* _Passage given_
# Library Spotlight - Studio Woodwinds



## Cory Pelizzari (May 11, 2019)

Get it here: https://www.youtube.com/redirect?q=...jAxNDgy&v=FOWkkkMi_XE&event=video_description

Fluffy Audio's Solo Woodwinds: https://www.youtube.com/redirect?q=...jAxNDgy&v=FOWkkkMi_XE&event=video_description

Free Patches & Multis: https://www.youtube.com/redirect?q=...jAxNDgy&v=FOWkkkMi_XE&event=video_description


----------



## axb312 (May 11, 2019)

Thank you for that. Did you not feel the room was restricting/ closed in a way?

Would've been nice to hear this mixed in with for eg. CSS...


----------



## Cory Pelizzari (May 11, 2019)

axb312 said:


> Thank you for that. Did you not feel the room was restricting/ closed in a way?
> 
> Would've been nice to hear this mixed in with for eg. CSS...


Considering it's supposed to be "studio woodwinds" the sound is pretty much par for the course. If it was Symphonic Woodwinds then I'd have a problem. But I also made the "air" patches to bail the composer out if the sound is getting pushed back in the mix.

PS - The only woodwinds library I'll be playing alongside CSS... will be CSW.


----------



## Jdiggity1 (May 11, 2019)

Great work with the multis and custom patches Cory! An often overlooked and underutilized approach to using sample libraries


----------



## Reid Rosefelt (May 11, 2019)

Cory Pelizzari said:


> Get it here: https://www.youtube.com/redirect?q=https://www.spitfireaudio.com/shop/a-z/spitfire-studio-woodwinds/&redir_token=LYrV5YxByWaZe45NqNSEMuMq_il8MTU1NzY4Nzg4MkAxNTU3NjAxNDgy&v=FOWkkkMi_XE&event=video_description
> 
> Fluffy Audio's Solo Woodwinds: https://www.youtube.com/redirect?q=https://fluffyaudio.com/shop/solo-woodwinds-bundle/&redir_token=LYrV5YxByWaZe45NqNSEMuMq_il8MTU1NzY4Nzg4MkAxNTU3NjAxNDgy&v=FOWkkkMi_XE&event=video_description
> 
> Free Patches & Multis: https://www.youtube.com/redirect?q=https://www.dropbox.com/sh/vs3nnf1e0dgu4z5/AAAAaHKs_Fc26NqIjOHrDtyVa?dl=0&redir_token=LYrV5YxByWaZe45NqNSEMuMq_il8MTU1NzY4Nzg4MkAxNTU3NjAxNDgy&v=FOWkkkMi_XE&event=video_description[/QUOTE



Cory, will your Core patches and multis work on the Pro version?
If not, I will install Core again to use them.

Thank you for this, by the way, and for all your wonderful videos.

* _Information supplied_
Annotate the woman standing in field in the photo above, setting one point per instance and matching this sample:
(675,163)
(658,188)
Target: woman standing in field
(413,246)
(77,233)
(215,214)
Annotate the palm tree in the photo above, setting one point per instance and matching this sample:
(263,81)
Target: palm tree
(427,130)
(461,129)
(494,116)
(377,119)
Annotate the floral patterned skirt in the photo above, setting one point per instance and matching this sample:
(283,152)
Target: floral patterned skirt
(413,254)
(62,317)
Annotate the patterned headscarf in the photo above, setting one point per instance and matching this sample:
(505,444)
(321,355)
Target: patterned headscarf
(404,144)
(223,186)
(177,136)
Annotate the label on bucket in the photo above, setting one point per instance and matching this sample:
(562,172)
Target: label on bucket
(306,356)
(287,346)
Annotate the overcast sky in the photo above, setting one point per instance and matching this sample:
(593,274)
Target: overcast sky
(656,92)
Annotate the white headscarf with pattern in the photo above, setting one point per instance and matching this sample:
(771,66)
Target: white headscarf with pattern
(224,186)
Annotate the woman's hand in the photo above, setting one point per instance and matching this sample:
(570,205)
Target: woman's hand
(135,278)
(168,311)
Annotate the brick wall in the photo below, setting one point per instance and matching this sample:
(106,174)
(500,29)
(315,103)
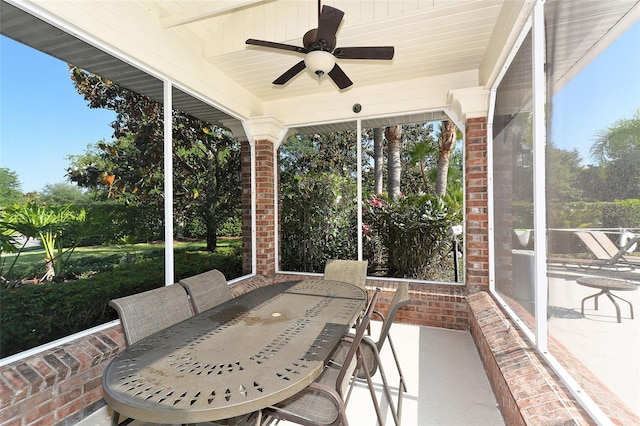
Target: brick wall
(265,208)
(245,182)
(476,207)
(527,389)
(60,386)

* _What to do_
1. Print the entries from the line that contains "Annotate the white" through the end of the entries, with both ends included, and leave out the pictures.
2. Write what comes next in the forum thread about the Studio Woodwinds library, picking up after its last sentence.

* _Results_
1.
Annotate the white headscarf with pattern in the photo above, setting one point per instance and matching this sample:
(771,66)
Target: white headscarf with pattern
(224,186)
Annotate the woman's hand in the photo above, setting one point per instance and matching this sample:
(570,205)
Target: woman's hand
(135,278)
(168,311)
Annotate the brick wall in the photo below, setting one point per instance and matching this sample:
(106,174)
(500,29)
(315,103)
Target: brick wall
(265,208)
(245,182)
(476,207)
(527,389)
(60,386)

2.
----------



## Cory Pelizzari (May 11, 2019)

TigerTheFrog said:


> Cory, will your Core patches and multis work on the Pro version?
> If not, I will install Core again to use them.
> 
> Thank you for this, by the way, and for all your wonderful videos.


For some reason the core patches don't work in the pro library (someone else had this problem with the strings multis), which is dumb. Must be because the core and pro versions have separate licenses.


----------



## Land of Missing Parts (May 11, 2019)

Cory Pelizzari said:


> For some reason the core patches don't work in the pro library (someone else had this problem with the strings multis), which is dumb. Must be because the core and pro versions have separate licenses.


You rock. And thanks for getting this done while the sale is still going.


----------



## brek (May 11, 2019)

I think I'm going to buy this library just for those custom patches. Killer stuff, Cory!


----------



## Land of Missing Parts (Jul 21, 2019)

Cory Pelizzari said:


>



Cory,
In your video you mentioned that you modded the instruments by tweaking the velocity response and volume of the shorts.

I'm just doing a bit of template building and was trying to figure out how you did it. I couldn't figure out how to get the "change velocity" tab:





Would you mind sharing how you did this?


----------



## brek (Jul 21, 2019)

It's one of the script presets:

Start out in an empty script tab (labelled as sandbox in these instruments, don't know why) and select the preset drop down.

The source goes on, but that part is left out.